--- Instructions to follow ---
Please print each of the items below word for word, keeping every line unchanged.

--- Dataset ---
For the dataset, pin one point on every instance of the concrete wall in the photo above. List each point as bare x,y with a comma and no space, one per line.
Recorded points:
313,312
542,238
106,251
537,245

--- Result of the task ---
For the dataset, pin one point on every instance of the concrete wall in the photo above. List each point as bare x,y with a comma and no space, one per line.
Recorded points:
313,312
542,238
106,251
537,245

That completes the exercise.